Print the data below verbatim, minus images.

——————

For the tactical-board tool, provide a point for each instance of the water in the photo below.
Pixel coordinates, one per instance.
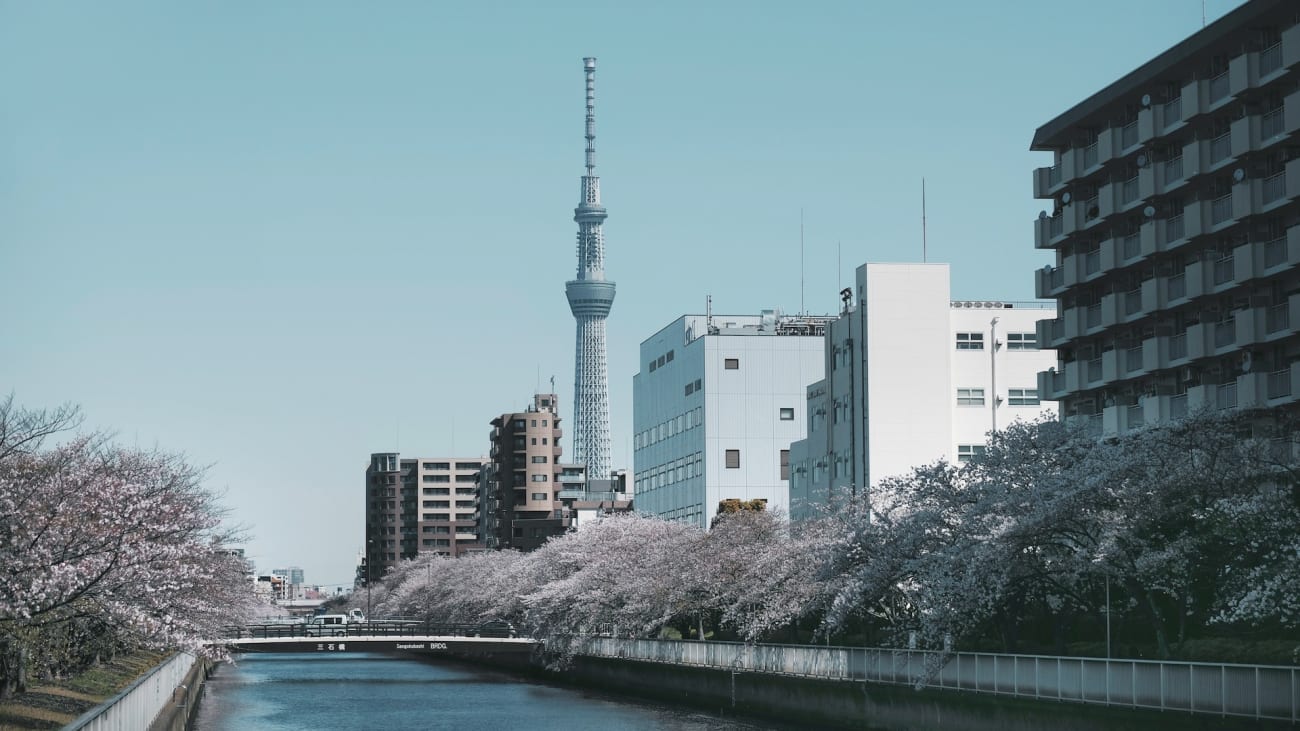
(290, 692)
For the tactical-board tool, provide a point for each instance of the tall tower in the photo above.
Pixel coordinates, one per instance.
(590, 298)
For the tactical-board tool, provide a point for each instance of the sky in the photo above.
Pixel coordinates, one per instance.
(278, 237)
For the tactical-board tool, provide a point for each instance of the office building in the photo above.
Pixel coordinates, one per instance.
(1175, 228)
(910, 377)
(715, 406)
(423, 505)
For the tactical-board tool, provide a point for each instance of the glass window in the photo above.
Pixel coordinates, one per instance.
(1022, 341)
(1022, 397)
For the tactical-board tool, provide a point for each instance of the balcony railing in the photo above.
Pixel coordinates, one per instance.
(1277, 319)
(1132, 301)
(1279, 384)
(1178, 346)
(1225, 333)
(1221, 208)
(1174, 169)
(1274, 251)
(1273, 187)
(1221, 147)
(1132, 359)
(1092, 315)
(1135, 416)
(1223, 269)
(1173, 111)
(1270, 59)
(1272, 124)
(1129, 135)
(1178, 406)
(1173, 228)
(1218, 87)
(1131, 245)
(1177, 286)
(1225, 396)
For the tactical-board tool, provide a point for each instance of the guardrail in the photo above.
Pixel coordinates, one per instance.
(141, 703)
(375, 628)
(1251, 691)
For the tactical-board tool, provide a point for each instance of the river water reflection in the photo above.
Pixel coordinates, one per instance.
(290, 692)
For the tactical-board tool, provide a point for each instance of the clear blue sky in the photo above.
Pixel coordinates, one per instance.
(281, 236)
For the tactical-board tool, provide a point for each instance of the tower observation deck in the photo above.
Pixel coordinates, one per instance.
(590, 298)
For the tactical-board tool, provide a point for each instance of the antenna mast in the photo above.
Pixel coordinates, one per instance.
(923, 252)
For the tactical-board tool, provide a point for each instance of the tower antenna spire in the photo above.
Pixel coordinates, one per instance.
(590, 298)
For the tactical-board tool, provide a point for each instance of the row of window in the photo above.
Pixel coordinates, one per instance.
(672, 427)
(1014, 397)
(1014, 341)
(447, 466)
(661, 362)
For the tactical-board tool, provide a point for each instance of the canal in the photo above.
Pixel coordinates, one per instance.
(290, 692)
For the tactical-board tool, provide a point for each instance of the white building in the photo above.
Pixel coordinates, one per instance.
(715, 407)
(910, 377)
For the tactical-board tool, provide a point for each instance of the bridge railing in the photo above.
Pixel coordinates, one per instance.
(1252, 691)
(375, 628)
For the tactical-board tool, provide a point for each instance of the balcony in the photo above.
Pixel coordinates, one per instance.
(1221, 148)
(1217, 87)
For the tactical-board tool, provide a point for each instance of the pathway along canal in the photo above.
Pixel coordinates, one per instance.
(291, 692)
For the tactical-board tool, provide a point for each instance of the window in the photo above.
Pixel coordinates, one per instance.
(1022, 397)
(1022, 341)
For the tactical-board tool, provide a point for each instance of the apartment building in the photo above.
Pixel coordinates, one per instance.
(419, 505)
(913, 376)
(1177, 232)
(521, 483)
(715, 407)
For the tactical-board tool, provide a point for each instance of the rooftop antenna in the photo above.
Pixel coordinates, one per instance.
(923, 243)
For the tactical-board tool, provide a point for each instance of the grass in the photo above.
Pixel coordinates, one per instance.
(57, 703)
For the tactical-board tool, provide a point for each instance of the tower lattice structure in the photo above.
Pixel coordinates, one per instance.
(590, 298)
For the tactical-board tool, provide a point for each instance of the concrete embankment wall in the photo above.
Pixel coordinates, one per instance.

——————

§ Exercise response
For the tactical-board tool, provide a point for each instance of the water in the photo below.
Pixel coordinates, one per instance.
(290, 692)
For the tactical-board tool, provide a point for each instance of the tall tower in the photo above.
Pixel coordinates, one per instance.
(590, 298)
For the tactical-board tool, provide a point for each instance of the sky in the photo above.
Pixel coordinates, one per instance.
(278, 237)
For the tactical-board tool, provide a point for each instance of the office building in the photo above.
Pixel coordinates, one per instance.
(1175, 228)
(910, 377)
(715, 406)
(423, 505)
For the tactical-board tool, provide a point for each instance of the glass window in the photo above.
Pixel coordinates, one per instance.
(1022, 341)
(1022, 397)
For the tactical-board tool, provide a point for each instance of the balcony railing in the photo above.
Pixel coordinates, one per instance.
(1277, 319)
(1132, 301)
(1279, 384)
(1178, 346)
(1225, 333)
(1221, 208)
(1174, 169)
(1274, 251)
(1273, 187)
(1221, 147)
(1132, 359)
(1092, 315)
(1135, 416)
(1223, 269)
(1173, 111)
(1270, 59)
(1272, 124)
(1129, 135)
(1178, 406)
(1173, 228)
(1218, 87)
(1131, 245)
(1177, 286)
(1225, 396)
For the tactical-board tool, provide a point for each instance of the guardrail in the photo above.
Pixel coordinates, one per instance.
(141, 703)
(375, 628)
(1251, 691)
For the tactical-board tool, provide a point for each instance of the river water reflection in the photo above.
Pixel coordinates, one per instance.
(290, 692)
For the tactical-board tool, provide a point for each instance of the clear blue sky in the photo above.
Pixel coordinates, one per instance.
(281, 236)
For the tactical-board tool, provide a point for each instance of the tower observation deck in the photo above.
Pixel coordinates, one per instance.
(590, 298)
For the tactical-board tool, provide a point for each instance of the antenna mast in the photo above.
Pixel coordinates, one per instance.
(923, 252)
For the tactical-board tool, provide a point for each instance of the tower antenna spire in the photo above.
Pixel coordinates, one per instance.
(590, 298)
For the tactical-board tool, provide a point for each instance of the row of window in the photo above.
Pixel coordinates, one per instance.
(672, 427)
(1014, 397)
(1014, 341)
(447, 466)
(661, 362)
For the tactical-board tool, provide a point for each instance of the canal in the photo above.
Pixel coordinates, one per instance.
(290, 692)
For the tactical-board tool, provide a point for each instance of the white building in the photo above.
Pixel coordinates, one per instance.
(715, 407)
(910, 377)
For the tactical-board tool, provide a point for each instance of the bridge railing in the photo above.
Pixel coordinates, one per instance.
(1252, 691)
(375, 628)
For the tactical-board tool, provide a point for each instance of the balcony in the photo above.
Pixel coordinates, one per instance.
(1221, 148)
(1217, 87)
For the tactical-board tool, provide a point for each instance of the pathway along canal in the photo above.
Pixel coordinates, one per instance.
(291, 692)
For the tactical-board tool, provide a point for each instance of the window in the photo above.
Pixel coordinates, one per instance.
(1022, 397)
(1022, 341)
For the tactical-board tool, provide a point for each instance of the apartment building in the photo above.
Pixel coordinates, one per instance.
(419, 505)
(913, 376)
(1177, 232)
(521, 483)
(715, 407)
For the tactical-board tool, provide a point for each instance of the rooftop antenna in the photo above.
Pixel coordinates, one per instance.
(923, 243)
For the tactical-board tool, provide a point for each instance of the grass in the photo above.
Pixel coordinates, one per instance.
(57, 703)
For the tactical-board tool, provide a point for each instance of the tower lattice structure in the photo above.
Pixel coordinates, one per instance.
(590, 298)
For the tactical-board tool, provide a point for each instance of the concrete embankment wall in the photo above.
Pixel coordinates, one per instance.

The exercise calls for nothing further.